▶ AIM OF THE TASK
Count the lines in the data below that contain the word "blue". Reply with the number only.

════════

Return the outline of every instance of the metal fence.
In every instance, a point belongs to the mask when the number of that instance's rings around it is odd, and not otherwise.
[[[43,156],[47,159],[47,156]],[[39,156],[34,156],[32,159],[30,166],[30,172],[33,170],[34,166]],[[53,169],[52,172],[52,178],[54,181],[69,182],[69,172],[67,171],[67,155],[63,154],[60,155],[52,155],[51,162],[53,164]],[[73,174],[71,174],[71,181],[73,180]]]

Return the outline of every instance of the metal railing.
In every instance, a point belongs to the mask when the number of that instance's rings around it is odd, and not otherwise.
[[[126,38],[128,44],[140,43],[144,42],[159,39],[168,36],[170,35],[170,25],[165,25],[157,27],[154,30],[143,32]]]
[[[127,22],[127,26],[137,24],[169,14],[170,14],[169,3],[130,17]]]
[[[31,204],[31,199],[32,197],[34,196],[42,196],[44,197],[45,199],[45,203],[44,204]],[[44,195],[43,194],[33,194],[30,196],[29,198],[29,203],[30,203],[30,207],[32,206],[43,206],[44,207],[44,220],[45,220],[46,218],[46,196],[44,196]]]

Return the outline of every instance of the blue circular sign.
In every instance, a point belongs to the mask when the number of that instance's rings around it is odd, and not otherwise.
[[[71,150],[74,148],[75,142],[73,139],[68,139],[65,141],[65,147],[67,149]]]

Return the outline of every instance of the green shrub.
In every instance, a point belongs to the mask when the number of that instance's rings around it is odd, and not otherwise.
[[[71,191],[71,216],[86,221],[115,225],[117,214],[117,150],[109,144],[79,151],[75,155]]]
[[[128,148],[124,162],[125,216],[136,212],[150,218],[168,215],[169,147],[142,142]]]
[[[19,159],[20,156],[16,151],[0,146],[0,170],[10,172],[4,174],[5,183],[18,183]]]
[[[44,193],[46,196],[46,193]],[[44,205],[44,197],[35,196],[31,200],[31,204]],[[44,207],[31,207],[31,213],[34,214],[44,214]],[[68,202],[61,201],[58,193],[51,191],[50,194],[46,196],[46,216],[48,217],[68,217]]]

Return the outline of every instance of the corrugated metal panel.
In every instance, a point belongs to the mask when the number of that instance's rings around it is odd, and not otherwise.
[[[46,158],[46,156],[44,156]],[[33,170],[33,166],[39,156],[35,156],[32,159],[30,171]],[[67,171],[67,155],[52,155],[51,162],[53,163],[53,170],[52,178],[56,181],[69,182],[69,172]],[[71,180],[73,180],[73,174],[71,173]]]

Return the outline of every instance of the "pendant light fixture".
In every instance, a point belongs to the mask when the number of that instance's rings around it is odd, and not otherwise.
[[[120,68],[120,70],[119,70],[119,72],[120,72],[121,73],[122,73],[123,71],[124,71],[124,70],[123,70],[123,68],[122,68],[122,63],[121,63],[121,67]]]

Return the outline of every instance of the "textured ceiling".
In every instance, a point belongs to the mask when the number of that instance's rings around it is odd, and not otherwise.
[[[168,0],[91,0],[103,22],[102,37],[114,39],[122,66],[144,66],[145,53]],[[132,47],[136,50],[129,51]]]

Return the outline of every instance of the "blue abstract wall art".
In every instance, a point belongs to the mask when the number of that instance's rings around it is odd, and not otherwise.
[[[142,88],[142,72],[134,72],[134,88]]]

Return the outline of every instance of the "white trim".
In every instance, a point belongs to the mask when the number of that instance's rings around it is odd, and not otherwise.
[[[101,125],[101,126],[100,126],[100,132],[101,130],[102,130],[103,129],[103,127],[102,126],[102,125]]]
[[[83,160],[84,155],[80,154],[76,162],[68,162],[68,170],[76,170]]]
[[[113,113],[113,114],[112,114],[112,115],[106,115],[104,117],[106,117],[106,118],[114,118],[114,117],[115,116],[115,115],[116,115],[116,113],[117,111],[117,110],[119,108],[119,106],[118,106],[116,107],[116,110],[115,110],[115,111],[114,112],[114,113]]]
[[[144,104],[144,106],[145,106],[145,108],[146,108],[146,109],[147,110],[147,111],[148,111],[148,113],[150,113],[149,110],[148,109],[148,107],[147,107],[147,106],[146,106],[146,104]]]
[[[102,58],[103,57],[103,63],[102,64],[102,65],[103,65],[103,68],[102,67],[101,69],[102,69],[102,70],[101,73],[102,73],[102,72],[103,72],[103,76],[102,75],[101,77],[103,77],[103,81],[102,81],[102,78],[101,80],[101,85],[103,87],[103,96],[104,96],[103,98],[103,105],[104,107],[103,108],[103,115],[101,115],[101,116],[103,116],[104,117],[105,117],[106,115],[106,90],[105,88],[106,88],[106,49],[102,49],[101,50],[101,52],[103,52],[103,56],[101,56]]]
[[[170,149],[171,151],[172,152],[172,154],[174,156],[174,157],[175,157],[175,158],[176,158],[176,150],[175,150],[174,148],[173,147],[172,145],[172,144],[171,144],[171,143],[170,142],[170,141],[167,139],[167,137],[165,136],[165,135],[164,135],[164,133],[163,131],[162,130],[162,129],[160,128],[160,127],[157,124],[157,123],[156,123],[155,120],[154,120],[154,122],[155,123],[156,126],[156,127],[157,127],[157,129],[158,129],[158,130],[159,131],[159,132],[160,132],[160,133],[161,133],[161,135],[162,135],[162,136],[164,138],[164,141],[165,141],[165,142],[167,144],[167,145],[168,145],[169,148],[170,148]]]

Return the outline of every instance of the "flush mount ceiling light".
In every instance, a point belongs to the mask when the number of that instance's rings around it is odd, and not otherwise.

════════

▶ FINISHED TASK
2